Activity → Beginning at the line that contains "tuft? Mark that spot.", return every remaining line of the data below exactly; return nothing before it.

Recorded data
────────────────

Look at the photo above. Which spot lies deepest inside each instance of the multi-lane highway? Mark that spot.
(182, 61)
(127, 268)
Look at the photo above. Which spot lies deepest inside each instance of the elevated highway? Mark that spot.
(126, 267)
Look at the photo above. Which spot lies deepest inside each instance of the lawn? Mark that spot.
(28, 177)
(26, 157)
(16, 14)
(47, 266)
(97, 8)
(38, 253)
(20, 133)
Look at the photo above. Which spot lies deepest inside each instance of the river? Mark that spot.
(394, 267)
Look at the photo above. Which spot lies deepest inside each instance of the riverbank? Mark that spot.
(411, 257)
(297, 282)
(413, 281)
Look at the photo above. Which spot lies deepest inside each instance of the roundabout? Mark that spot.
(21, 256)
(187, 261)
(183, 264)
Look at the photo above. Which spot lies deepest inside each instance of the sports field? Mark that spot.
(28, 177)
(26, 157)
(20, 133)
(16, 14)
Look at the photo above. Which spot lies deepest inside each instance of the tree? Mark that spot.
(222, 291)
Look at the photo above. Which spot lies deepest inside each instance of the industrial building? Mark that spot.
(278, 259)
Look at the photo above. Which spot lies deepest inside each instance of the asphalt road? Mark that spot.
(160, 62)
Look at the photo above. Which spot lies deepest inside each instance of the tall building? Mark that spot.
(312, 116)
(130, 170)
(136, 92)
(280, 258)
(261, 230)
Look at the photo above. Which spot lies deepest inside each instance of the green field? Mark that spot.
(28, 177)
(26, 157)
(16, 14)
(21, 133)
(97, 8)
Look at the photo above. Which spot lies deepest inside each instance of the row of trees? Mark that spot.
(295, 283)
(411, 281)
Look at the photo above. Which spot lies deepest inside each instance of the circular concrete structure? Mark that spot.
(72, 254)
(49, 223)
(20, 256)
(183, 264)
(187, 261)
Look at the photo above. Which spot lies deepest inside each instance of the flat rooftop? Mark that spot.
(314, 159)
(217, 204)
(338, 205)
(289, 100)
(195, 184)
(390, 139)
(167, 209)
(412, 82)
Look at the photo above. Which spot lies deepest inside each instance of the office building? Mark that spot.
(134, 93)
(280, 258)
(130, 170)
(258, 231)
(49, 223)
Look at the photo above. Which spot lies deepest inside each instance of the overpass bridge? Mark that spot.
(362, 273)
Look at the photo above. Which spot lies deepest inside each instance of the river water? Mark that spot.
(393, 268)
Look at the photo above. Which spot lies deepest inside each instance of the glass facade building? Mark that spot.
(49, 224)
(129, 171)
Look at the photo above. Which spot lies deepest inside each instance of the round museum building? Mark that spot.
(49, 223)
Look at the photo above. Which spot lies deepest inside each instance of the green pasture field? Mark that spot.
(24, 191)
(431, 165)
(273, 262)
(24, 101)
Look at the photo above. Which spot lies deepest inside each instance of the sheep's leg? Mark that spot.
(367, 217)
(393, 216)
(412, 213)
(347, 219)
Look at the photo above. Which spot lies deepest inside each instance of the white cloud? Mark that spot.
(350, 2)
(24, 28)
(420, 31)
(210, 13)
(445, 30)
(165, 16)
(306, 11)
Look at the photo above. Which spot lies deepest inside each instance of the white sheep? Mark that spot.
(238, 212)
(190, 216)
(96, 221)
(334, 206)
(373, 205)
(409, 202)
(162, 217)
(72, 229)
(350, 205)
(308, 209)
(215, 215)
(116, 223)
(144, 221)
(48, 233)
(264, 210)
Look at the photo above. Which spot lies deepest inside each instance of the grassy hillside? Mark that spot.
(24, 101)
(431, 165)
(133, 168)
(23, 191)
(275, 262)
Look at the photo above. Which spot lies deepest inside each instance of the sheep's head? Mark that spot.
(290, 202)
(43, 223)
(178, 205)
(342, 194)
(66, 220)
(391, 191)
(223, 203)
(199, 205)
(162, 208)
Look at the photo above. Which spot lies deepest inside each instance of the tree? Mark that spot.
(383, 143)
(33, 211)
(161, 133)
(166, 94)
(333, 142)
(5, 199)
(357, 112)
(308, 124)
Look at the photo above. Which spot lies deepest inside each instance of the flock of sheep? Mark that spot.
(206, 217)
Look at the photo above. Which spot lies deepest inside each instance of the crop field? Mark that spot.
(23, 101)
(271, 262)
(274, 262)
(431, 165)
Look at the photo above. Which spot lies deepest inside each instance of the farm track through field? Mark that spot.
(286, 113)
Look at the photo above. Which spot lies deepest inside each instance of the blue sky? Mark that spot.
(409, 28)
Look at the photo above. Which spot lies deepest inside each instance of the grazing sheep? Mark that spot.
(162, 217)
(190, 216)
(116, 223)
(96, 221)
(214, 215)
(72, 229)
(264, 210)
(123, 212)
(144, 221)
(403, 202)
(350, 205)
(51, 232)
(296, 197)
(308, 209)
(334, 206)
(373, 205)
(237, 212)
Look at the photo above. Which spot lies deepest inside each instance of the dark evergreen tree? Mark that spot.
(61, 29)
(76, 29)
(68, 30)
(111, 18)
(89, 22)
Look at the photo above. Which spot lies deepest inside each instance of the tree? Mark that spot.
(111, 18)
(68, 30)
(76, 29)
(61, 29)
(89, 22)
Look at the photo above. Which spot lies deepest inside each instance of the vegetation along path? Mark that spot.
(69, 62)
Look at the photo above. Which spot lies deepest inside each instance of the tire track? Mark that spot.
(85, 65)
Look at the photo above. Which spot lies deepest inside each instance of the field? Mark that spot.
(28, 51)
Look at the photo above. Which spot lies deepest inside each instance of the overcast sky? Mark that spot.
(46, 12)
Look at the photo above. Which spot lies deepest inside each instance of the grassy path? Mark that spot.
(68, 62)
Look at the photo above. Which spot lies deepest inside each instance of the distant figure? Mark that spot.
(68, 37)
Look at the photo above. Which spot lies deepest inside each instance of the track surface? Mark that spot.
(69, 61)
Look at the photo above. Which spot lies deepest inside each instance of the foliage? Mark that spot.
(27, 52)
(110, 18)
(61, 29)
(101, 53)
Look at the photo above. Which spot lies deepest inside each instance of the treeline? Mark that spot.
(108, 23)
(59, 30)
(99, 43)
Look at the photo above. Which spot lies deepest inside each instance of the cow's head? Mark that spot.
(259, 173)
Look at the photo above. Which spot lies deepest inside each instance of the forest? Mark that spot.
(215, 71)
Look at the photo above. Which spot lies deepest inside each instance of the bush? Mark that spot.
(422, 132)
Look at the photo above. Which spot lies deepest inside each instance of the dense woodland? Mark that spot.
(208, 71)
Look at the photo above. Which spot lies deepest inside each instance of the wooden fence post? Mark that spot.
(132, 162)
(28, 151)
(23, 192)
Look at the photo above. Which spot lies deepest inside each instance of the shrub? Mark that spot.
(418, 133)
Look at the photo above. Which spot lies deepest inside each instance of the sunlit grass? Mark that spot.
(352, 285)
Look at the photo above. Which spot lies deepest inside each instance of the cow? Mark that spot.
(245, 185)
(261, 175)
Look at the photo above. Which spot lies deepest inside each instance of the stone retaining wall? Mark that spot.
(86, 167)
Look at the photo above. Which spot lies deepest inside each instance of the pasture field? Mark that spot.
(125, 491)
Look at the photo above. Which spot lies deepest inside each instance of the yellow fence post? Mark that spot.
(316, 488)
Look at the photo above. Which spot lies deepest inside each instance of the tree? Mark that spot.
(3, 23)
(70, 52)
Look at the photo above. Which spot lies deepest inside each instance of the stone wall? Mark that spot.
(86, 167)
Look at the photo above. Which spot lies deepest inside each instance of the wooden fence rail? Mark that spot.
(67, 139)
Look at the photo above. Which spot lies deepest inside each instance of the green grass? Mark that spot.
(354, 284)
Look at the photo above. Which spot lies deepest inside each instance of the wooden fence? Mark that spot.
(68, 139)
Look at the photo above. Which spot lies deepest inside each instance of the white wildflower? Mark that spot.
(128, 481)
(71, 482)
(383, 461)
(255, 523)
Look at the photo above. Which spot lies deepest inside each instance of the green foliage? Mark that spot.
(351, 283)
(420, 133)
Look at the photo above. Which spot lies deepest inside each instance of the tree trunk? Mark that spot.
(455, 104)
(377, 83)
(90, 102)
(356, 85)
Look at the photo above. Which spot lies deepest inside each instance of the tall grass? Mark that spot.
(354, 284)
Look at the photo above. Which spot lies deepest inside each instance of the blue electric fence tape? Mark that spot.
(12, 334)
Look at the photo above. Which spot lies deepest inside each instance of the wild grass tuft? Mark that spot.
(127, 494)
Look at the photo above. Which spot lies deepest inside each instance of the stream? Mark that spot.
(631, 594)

────────────────

Output for this task →
Look at the photo above. Which spot lies deepest inside each instance of the wild grass tuft? Mark that spot.
(127, 494)
Look at the photo above. Which spot lies deepest inside each instance of the stream? Mark that spot.
(631, 594)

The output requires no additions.